Source extract
[Start of Attachment]

LNG ADPs 2018-20: Surplus vs Strategy

The next three years will see 30+ mt annual firm increases in LNG capacity and a large supply overhang.  Only major utilisation of spare regasification capacity in China and Europe can absorb the increases to avoid significant downward price pressure.  Such capacity utilisation is unlikely. This “Burning Issues” identifies additional risks of price drops due to production programming overcommitments and operational distress volumes for lack of market offtake flexibility.  The companies that principally face these changes are identified.  We then develop the business play, and outline essential steps towards strong LNG business strategies and resilient value chains in a competitive and fast-moving market.  Increased business adroitness with deep and flexible storage and modulation capabilities for the 1-12 month horizon are the key capabilities that will characterise LNG operators in the years ahead, whether the focus is global or regional.

[End of Attachment]

Request 1
Reproduce the LNG summary above in full, word for word.

Provided records
[Start of Attachment]

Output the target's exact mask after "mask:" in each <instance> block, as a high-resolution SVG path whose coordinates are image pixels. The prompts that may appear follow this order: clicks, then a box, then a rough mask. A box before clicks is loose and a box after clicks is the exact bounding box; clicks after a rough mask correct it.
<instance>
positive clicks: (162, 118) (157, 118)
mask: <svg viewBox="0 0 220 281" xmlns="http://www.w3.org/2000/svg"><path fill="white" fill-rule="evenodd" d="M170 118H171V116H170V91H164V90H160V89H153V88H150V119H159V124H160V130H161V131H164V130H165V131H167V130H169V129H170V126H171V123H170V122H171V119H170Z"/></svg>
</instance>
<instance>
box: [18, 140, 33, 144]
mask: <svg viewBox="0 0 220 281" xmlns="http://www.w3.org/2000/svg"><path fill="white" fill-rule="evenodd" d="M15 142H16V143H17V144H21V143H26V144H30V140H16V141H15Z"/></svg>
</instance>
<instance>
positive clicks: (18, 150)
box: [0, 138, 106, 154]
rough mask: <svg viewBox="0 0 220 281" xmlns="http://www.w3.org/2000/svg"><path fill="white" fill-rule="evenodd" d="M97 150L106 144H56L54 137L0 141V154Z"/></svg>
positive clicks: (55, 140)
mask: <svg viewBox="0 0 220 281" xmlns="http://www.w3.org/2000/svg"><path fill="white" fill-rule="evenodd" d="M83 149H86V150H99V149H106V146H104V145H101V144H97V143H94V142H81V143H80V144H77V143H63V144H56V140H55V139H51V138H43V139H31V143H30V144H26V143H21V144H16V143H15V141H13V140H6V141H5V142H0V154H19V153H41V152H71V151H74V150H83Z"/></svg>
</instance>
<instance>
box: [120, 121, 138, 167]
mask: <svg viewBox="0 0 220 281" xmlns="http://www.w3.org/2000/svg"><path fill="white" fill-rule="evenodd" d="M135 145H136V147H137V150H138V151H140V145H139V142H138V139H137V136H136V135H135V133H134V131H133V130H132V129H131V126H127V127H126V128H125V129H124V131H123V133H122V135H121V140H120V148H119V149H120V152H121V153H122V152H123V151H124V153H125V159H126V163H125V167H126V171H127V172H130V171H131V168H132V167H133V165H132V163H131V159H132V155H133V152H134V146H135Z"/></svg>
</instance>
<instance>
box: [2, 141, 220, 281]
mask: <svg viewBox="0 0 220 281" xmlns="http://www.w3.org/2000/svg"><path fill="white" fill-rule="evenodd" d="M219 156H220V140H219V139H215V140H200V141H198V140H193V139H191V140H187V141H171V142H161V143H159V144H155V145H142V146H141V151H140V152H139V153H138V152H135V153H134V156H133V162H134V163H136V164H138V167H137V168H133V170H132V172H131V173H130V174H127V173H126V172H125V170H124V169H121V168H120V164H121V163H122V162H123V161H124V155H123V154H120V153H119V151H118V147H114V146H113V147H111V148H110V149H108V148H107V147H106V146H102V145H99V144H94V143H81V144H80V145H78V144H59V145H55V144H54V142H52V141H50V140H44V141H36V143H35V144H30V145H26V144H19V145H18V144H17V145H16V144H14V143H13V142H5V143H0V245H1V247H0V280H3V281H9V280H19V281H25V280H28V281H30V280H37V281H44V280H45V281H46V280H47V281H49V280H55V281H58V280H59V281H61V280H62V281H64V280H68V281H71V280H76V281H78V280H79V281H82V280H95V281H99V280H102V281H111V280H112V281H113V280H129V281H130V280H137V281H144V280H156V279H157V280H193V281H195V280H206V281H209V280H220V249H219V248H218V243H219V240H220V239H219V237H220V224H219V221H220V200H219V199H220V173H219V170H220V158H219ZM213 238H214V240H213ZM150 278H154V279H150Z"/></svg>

[End of Attachment]

Request 2
Identify every line in the listing that contains the string "positive" and copy each of those lines. Case counts.

Task response 1
LNG ADPs 2018-20: Surplus vs Strategy

The next three years will see 30+ mt annual firm increases in LNG capacity and a large supply overhang.  Only major utilisation of spare regasification capacity in China and Europe can absorb the increases to avoid significant downward price pressure.  Such capacity utilisation is unlikely. This “Burning Issues” identifies additional risks of price drops due to production programming overcommitments and operational distress volumes for lack of market offtake flexibility.  The companies that principally face these changes are identified.  We then develop the business play, and outline essential steps towards strong LNG business strategies and resilient value chains in a competitive and fast-moving market.  Increased business adroitness with deep and flexible storage and modulation capabilities for the 1-12 month horizon are the key capabilities that will characterise LNG operators in the years ahead, whether the focus is global or regional.

Task response 2
positive clicks: (162, 118) (157, 118)
positive clicks: (18, 150)
positive clicks: (55, 140)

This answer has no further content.